**INPUT ROWS**
>> Begin
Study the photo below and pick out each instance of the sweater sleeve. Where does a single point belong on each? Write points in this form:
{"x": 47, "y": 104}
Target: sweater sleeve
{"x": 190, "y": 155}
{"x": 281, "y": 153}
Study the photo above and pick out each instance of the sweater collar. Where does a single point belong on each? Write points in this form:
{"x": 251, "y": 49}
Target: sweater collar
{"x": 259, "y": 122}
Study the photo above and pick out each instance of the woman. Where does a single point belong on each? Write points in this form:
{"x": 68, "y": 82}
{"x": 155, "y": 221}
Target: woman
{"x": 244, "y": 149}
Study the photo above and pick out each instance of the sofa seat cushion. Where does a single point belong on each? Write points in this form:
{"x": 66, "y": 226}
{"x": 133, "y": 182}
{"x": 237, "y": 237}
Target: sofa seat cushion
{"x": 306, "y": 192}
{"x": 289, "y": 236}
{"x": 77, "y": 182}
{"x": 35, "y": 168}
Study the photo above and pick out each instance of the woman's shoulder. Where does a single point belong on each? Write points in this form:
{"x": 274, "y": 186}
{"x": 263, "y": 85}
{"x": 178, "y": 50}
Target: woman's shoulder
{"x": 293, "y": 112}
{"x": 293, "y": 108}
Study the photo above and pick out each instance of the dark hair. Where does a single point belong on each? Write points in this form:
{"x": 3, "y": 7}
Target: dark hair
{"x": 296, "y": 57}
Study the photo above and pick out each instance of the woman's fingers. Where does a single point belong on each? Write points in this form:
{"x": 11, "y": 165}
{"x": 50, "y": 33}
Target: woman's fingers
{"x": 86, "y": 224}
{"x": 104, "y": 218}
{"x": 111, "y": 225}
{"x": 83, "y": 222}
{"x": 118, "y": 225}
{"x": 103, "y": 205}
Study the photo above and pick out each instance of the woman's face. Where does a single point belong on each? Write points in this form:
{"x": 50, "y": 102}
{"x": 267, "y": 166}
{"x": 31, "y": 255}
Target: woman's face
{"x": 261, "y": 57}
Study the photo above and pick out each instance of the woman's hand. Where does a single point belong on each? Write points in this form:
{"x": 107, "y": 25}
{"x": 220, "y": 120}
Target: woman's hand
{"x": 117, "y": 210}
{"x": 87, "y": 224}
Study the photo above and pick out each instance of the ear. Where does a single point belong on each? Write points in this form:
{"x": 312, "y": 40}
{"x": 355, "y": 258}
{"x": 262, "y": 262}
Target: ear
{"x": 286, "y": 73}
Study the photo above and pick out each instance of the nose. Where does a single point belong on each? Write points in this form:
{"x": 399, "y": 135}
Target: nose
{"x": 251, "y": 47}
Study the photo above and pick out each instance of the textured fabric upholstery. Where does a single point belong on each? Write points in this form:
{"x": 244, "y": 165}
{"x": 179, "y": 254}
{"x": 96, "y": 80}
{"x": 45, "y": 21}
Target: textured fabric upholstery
>> End
**INSTRUCTION**
Each entry above is to be printed again exactly.

**WRITTEN ANSWER**
Study the photo below and pick out each instance of the sweater sleeve. Where does a single point belong on each? Write points in this form:
{"x": 47, "y": 104}
Target: sweater sleeve
{"x": 190, "y": 155}
{"x": 281, "y": 153}
Study the photo above and pick out each instance of the sweater collar. Where does a single point belong on each? Write points in this form:
{"x": 251, "y": 49}
Target: sweater collar
{"x": 259, "y": 122}
Study the photo above and pick out each instance of the woman. Where does a single point belong on each? Write points in this form:
{"x": 68, "y": 82}
{"x": 155, "y": 221}
Target: woman
{"x": 244, "y": 149}
Study the photo above and pick out each instance of the sofa seat cushion. Where does a single point belong on each? Write points in this form:
{"x": 66, "y": 226}
{"x": 133, "y": 182}
{"x": 237, "y": 237}
Target: sofa seat cushion
{"x": 306, "y": 192}
{"x": 289, "y": 236}
{"x": 77, "y": 182}
{"x": 35, "y": 168}
Study the photo above and pick out each instance of the woman's shoulder. Where does a single point belong on each? Write points in this form:
{"x": 274, "y": 186}
{"x": 263, "y": 85}
{"x": 178, "y": 50}
Target: woman's shoulder
{"x": 293, "y": 112}
{"x": 293, "y": 108}
Study the photo above and pick out each instance of the dark hair. Where does a single point belong on each? Write points in this form:
{"x": 3, "y": 7}
Target: dark hair
{"x": 296, "y": 57}
Study the photo above and pick out each instance of the woman's fingers. Where does a single point belong on each? Write points in this form:
{"x": 11, "y": 165}
{"x": 50, "y": 33}
Target: woman's fingers
{"x": 86, "y": 224}
{"x": 104, "y": 218}
{"x": 111, "y": 225}
{"x": 83, "y": 222}
{"x": 118, "y": 225}
{"x": 103, "y": 205}
Study the photo above and pick out each instance of the woman's face. Where does a single point belong on each? Write points in this form:
{"x": 50, "y": 102}
{"x": 267, "y": 166}
{"x": 31, "y": 255}
Target: woman's face
{"x": 261, "y": 57}
Study the photo above and pick out each instance of the woman's hand. Where does a single point belong on each? Write points in this form:
{"x": 107, "y": 25}
{"x": 220, "y": 120}
Target: woman's hand
{"x": 117, "y": 210}
{"x": 87, "y": 224}
Study the photo above and pick out each instance of the ear. Where does a single point belong on each? Write points in this form:
{"x": 312, "y": 40}
{"x": 355, "y": 258}
{"x": 262, "y": 262}
Target: ear
{"x": 286, "y": 73}
Study the photo above and pick out each instance of the nose. Where does a single point belong on each? Write points in this form:
{"x": 399, "y": 135}
Target: nose
{"x": 251, "y": 47}
Study the photo above and pick out each instance of the textured fabric upholstery. Where does a single point belong on each? Write points in this form:
{"x": 244, "y": 165}
{"x": 179, "y": 254}
{"x": 96, "y": 80}
{"x": 45, "y": 21}
Target: textured fabric upholstery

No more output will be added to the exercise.